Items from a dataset

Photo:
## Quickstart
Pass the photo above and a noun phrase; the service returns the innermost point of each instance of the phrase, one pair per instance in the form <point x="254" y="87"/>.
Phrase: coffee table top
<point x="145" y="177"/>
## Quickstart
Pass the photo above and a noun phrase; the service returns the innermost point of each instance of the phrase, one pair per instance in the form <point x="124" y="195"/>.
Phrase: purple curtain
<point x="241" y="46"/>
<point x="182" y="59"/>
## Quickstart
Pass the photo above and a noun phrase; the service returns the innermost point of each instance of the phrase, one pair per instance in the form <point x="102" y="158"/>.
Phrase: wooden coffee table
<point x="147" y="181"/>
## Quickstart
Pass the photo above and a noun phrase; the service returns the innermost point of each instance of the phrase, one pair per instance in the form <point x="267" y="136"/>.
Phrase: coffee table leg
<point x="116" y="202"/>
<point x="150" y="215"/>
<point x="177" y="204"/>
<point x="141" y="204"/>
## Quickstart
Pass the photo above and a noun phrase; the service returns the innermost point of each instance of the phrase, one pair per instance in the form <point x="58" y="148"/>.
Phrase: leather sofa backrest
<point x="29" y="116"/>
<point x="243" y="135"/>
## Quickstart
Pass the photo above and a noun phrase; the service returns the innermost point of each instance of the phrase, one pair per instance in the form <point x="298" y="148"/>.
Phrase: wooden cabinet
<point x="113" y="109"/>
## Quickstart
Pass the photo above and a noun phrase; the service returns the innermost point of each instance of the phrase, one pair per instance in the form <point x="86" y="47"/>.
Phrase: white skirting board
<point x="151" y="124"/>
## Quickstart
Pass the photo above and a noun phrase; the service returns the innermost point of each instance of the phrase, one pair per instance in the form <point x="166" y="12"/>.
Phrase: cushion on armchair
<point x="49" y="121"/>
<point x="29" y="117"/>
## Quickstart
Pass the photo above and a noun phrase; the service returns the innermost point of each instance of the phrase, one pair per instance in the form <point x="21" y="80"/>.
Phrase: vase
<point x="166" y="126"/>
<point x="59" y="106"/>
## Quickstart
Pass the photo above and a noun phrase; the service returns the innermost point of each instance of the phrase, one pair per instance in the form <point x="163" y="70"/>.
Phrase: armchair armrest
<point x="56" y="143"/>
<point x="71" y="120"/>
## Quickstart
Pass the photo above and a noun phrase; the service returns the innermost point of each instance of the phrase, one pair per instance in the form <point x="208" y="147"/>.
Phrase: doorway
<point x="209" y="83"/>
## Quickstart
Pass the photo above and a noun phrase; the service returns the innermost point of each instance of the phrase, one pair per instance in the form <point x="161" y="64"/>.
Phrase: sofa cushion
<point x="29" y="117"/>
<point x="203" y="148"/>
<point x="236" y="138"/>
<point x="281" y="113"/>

__OBJECTIVE__. Repeat every line of the data, exactly and in full.

__FINISHED EXERCISE__.
Photo:
## Quickstart
Pass the photo above and a noun phrase; the service returns the innermost point of each instance of the phrase, one pair per instance in the form <point x="254" y="87"/>.
Phrase: coffee table top
<point x="145" y="177"/>
## Quickstart
Pass the photo above and a noun phrase; the service returns the innermost point of each instance of the phrase, one pair per instance in the form <point x="124" y="195"/>.
Phrase: purple curtain
<point x="241" y="46"/>
<point x="182" y="59"/>
## Quickstart
Pass the photo above and a noun phrase; the service returns the innermost point of each instance of the phrase, one pair per instance in the form <point x="102" y="158"/>.
Phrase: wooden coffee table
<point x="147" y="181"/>
## Quickstart
Pass the photo above and a noun phrase; the service returns the innermost point of each instance of the phrase, one pair per instance in the form <point x="267" y="136"/>.
Phrase: coffee table leg
<point x="116" y="202"/>
<point x="150" y="215"/>
<point x="177" y="204"/>
<point x="141" y="204"/>
## Quickstart
Pass the photo above and a noun phrase; the service returns the innermost point of each instance of the phrase, one pair per instance in the form <point x="58" y="148"/>.
Phrase: leather sofa backrest
<point x="29" y="116"/>
<point x="243" y="135"/>
## Quickstart
Pass the photo above and a noun phrase; the service returns the innermost point of each instance of the phrase, one pair per instance in the form <point x="298" y="148"/>.
Phrase: wooden cabinet
<point x="113" y="109"/>
## Quickstart
Pass the photo above and a noun phrase; the service returns the innermost point of each instance of the phrase, one pair per instance in the form <point x="86" y="47"/>.
Phrase: white skirting board
<point x="151" y="124"/>
## Quickstart
Pass the photo above and a noun phrase; the service returns the innermost point of each instance of the phrase, one pair per instance in the form <point x="166" y="12"/>.
Phrase: cushion on armchair
<point x="49" y="121"/>
<point x="29" y="117"/>
## Quickstart
Pass the photo above and a noun phrase; the service returns the innermost point of each instance of the phrase, one pair per instance in the form <point x="21" y="80"/>.
Phrase: vase
<point x="166" y="126"/>
<point x="59" y="106"/>
## Quickstart
Pass the photo above and a noun phrase; the service returns the innermost point of each instance of the phrase, one pair per instance in the form <point x="163" y="70"/>.
Phrase: armchair armrest
<point x="56" y="143"/>
<point x="71" y="120"/>
## Quickstart
Pass the photo above and a noun phrase; the service returns the innermost point of each instance of the phrase, one pair per instance in the form <point x="208" y="147"/>.
Phrase: doorway
<point x="209" y="83"/>
## Quickstart
Pass the photo above and a noun phrase; the service returns the innermost point of each instance of the phrase, one pair per instance in the form <point x="161" y="64"/>.
Phrase: sofa cushion
<point x="29" y="117"/>
<point x="203" y="148"/>
<point x="236" y="138"/>
<point x="281" y="113"/>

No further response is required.